--- DATASET ROWS ---

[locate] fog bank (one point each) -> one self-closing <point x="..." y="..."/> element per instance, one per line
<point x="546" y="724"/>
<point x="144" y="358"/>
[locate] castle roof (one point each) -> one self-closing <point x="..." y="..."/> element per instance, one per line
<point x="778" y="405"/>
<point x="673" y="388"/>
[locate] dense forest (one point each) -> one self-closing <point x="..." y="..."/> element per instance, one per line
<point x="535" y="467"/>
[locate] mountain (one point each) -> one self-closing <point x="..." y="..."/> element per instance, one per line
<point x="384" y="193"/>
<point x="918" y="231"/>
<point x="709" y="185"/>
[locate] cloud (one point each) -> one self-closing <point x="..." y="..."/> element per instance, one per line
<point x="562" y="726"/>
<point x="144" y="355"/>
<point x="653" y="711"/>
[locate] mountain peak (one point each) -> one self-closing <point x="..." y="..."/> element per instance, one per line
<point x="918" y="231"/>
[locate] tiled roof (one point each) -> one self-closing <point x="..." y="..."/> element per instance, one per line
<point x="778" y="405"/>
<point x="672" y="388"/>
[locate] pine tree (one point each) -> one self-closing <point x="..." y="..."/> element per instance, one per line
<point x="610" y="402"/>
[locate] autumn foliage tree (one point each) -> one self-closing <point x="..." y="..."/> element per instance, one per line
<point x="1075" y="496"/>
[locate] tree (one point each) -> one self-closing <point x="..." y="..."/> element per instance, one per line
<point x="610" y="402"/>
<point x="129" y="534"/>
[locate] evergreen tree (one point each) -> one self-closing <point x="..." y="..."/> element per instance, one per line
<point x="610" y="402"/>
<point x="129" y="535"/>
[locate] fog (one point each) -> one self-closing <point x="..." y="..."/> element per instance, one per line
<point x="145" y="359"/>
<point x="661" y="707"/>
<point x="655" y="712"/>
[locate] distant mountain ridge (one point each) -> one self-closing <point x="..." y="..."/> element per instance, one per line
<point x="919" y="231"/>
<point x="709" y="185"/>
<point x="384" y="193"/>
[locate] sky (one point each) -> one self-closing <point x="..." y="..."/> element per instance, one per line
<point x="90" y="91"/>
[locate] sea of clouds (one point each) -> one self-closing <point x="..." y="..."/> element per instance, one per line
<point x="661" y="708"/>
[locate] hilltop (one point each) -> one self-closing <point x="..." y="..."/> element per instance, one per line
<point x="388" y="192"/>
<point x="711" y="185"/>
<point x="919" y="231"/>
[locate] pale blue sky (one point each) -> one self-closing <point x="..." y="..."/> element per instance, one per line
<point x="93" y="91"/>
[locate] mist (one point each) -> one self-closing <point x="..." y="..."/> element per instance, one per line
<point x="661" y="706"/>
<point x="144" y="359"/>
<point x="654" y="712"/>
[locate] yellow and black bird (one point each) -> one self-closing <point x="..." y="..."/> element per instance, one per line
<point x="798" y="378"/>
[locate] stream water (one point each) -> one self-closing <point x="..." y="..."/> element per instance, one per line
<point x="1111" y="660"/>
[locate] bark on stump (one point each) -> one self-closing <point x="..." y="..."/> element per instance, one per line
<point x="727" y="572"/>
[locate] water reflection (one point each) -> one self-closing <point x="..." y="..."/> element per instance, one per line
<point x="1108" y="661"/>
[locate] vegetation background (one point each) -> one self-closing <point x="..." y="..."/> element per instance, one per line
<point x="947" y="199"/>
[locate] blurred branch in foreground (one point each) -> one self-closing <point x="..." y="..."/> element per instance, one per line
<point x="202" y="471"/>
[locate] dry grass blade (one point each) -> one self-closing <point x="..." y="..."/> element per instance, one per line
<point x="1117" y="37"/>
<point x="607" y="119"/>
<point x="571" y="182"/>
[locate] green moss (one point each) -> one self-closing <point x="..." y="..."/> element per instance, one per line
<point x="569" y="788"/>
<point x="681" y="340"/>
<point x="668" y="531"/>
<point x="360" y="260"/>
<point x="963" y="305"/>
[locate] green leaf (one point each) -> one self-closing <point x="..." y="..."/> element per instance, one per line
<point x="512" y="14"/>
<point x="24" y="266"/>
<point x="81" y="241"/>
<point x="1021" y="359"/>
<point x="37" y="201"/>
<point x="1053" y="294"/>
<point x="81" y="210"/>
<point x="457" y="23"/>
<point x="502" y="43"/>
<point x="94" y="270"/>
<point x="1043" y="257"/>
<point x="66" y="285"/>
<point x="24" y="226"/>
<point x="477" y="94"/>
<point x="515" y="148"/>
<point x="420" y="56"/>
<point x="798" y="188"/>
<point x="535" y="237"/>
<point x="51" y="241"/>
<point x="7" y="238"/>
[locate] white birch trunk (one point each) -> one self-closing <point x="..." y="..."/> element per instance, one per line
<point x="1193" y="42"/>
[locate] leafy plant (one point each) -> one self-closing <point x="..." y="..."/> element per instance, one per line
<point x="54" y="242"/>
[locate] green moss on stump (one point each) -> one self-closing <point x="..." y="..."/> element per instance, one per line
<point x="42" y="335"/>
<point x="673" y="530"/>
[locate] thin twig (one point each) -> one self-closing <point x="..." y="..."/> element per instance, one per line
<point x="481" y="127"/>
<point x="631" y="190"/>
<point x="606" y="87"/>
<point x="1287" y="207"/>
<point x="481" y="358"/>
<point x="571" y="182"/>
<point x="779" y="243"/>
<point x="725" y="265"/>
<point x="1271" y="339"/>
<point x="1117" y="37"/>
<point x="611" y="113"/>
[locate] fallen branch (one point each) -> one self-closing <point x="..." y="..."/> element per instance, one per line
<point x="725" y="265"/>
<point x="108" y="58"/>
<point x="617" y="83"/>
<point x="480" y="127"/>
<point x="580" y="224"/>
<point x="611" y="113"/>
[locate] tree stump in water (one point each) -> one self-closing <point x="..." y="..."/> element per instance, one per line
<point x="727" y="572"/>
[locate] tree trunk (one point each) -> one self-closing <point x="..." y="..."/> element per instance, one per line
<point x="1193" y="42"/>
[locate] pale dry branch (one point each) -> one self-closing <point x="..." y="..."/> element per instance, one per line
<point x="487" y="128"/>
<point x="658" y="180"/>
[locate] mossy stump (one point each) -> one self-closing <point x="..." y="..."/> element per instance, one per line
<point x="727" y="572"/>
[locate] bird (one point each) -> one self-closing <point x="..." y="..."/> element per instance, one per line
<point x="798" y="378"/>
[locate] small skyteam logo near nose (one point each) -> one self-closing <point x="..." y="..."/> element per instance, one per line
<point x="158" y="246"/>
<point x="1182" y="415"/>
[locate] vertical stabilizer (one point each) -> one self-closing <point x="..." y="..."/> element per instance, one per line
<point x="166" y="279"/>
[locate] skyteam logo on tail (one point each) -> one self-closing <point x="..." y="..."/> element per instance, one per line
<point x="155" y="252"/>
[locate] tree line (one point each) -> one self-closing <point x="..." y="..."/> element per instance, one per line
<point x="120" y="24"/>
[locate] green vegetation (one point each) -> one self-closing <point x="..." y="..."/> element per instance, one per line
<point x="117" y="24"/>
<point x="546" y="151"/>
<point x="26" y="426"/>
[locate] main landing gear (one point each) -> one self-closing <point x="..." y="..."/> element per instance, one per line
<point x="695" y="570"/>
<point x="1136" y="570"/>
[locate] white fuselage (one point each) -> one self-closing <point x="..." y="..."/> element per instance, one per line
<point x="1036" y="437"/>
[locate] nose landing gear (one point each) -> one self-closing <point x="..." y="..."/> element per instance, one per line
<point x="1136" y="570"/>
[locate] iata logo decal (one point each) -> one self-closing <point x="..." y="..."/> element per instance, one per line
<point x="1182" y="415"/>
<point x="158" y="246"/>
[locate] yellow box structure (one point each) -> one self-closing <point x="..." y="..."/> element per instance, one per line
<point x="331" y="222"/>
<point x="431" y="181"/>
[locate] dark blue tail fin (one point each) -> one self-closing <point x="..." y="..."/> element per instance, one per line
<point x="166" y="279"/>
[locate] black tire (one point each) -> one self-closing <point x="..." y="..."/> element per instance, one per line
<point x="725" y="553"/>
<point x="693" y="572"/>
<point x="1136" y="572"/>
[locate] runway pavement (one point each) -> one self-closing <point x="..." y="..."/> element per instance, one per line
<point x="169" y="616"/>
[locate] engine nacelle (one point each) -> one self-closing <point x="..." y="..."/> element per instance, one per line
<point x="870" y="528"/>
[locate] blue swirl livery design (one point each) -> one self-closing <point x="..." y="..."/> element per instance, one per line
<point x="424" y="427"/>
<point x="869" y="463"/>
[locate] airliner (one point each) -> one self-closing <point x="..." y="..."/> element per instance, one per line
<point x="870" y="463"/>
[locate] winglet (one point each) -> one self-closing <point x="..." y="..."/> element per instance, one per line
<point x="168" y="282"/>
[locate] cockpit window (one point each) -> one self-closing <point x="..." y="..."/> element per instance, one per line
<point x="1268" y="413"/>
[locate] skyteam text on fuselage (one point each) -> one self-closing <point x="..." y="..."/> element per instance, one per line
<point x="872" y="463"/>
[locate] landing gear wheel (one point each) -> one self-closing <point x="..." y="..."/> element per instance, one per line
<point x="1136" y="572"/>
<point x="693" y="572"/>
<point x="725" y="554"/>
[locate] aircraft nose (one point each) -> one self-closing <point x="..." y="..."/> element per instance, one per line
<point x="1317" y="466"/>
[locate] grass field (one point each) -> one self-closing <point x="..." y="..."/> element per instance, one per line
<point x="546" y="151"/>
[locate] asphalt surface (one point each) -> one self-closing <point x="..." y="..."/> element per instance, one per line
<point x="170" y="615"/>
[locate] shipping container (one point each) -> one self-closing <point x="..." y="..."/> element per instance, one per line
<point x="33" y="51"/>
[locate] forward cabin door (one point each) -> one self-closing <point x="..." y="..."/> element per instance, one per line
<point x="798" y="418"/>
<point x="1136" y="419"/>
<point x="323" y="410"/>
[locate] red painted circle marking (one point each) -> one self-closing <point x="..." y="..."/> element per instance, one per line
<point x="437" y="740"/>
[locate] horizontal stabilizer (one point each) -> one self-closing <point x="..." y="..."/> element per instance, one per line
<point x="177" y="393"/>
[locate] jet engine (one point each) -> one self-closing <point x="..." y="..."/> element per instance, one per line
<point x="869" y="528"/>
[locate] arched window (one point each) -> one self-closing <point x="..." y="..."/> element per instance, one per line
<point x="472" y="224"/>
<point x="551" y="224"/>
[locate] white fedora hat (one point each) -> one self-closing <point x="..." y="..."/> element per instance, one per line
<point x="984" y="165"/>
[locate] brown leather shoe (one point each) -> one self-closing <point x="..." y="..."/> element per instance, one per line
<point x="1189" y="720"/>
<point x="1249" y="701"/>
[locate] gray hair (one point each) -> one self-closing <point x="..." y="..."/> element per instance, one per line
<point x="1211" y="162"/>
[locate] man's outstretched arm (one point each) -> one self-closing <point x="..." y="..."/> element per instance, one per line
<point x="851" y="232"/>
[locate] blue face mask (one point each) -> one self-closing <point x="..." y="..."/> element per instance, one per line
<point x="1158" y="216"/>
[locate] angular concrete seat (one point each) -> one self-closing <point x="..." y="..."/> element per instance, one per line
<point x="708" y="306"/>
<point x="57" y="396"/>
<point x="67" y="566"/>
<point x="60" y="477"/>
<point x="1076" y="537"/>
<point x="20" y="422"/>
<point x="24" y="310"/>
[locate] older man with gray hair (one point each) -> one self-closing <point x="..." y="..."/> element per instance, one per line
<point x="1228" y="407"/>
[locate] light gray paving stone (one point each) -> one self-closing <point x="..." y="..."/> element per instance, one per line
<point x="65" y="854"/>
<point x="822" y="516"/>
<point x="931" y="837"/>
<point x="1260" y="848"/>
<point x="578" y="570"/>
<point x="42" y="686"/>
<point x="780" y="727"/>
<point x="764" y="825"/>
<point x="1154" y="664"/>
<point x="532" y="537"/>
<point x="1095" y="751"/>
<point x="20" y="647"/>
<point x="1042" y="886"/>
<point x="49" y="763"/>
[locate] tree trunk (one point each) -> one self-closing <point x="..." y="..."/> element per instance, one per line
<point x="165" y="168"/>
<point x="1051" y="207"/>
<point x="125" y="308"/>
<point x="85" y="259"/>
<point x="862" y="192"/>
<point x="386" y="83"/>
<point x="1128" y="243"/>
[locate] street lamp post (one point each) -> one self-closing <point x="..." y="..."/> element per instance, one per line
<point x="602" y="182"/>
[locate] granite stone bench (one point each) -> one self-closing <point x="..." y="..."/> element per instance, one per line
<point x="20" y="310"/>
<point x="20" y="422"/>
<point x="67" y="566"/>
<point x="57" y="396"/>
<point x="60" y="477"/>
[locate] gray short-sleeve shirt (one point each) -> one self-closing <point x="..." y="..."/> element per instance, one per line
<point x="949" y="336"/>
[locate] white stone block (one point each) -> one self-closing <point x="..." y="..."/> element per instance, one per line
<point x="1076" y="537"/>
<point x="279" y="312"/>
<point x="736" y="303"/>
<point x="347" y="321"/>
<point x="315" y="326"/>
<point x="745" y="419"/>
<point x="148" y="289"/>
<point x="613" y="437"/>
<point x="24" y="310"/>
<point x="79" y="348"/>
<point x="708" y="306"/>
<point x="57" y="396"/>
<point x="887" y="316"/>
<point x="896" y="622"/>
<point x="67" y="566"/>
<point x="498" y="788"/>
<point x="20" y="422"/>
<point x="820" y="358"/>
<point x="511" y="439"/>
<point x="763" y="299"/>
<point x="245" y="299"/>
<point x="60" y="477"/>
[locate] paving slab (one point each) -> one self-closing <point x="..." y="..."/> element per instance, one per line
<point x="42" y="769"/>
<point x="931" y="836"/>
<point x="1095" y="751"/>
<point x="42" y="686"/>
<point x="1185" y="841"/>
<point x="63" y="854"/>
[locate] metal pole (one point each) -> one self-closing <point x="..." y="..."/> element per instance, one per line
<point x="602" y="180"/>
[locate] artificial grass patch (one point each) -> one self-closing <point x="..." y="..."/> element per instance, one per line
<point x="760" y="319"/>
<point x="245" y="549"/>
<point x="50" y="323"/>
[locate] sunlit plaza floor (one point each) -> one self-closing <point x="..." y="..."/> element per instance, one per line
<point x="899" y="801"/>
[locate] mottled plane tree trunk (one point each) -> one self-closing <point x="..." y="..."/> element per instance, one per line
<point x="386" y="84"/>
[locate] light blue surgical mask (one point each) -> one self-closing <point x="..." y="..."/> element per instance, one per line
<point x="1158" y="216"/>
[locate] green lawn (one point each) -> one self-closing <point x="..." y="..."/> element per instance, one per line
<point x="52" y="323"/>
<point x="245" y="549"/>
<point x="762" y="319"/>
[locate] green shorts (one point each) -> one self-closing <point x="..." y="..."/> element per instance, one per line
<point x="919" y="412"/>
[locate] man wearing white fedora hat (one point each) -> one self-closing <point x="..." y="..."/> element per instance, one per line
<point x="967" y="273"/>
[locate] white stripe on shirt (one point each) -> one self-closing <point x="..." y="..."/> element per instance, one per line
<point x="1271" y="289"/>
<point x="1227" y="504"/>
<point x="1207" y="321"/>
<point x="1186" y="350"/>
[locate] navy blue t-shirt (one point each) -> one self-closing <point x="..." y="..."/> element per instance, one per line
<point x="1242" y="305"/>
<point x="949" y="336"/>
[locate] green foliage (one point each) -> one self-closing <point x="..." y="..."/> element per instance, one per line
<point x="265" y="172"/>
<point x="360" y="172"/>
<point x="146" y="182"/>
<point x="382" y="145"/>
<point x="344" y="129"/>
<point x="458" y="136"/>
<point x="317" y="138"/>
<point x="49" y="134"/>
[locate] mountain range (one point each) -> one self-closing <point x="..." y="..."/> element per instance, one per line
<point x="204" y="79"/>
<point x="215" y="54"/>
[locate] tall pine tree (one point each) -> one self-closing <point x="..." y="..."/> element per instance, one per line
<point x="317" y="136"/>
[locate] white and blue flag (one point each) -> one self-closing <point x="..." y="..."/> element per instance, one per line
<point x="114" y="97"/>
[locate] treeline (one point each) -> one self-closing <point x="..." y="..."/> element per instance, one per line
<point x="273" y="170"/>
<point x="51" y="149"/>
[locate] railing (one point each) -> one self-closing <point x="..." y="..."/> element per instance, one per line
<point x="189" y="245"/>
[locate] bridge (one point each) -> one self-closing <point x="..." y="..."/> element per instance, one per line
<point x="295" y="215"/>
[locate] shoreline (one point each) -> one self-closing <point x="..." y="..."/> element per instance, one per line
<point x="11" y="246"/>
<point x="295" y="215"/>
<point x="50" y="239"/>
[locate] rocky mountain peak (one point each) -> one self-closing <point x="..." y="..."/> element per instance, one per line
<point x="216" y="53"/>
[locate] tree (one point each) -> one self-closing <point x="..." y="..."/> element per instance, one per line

---

Set down nothing but the lines from the one with "[locate] railing (one" through the end of the records, keeping each line exactly as written and including both ends.

WRITTEN RESPONSE -
[locate] railing (one point each) -> one self-closing <point x="..." y="..."/> element per instance, one per line
<point x="189" y="245"/>
[locate] bridge (one point each) -> one self-closing <point x="..." y="..."/> element per instance, one per line
<point x="295" y="215"/>
[locate] shoreline (one point each) -> one self-closing <point x="..." y="..."/> element per instance, one per line
<point x="11" y="246"/>
<point x="295" y="215"/>
<point x="50" y="239"/>
[locate] rocky mountain peak (one point each) -> one self-closing <point x="..." y="..."/> element per instance, one per line
<point x="216" y="53"/>
[locate] tree (one point each) -> one self-closing <point x="..." y="..."/> element per instance, one per line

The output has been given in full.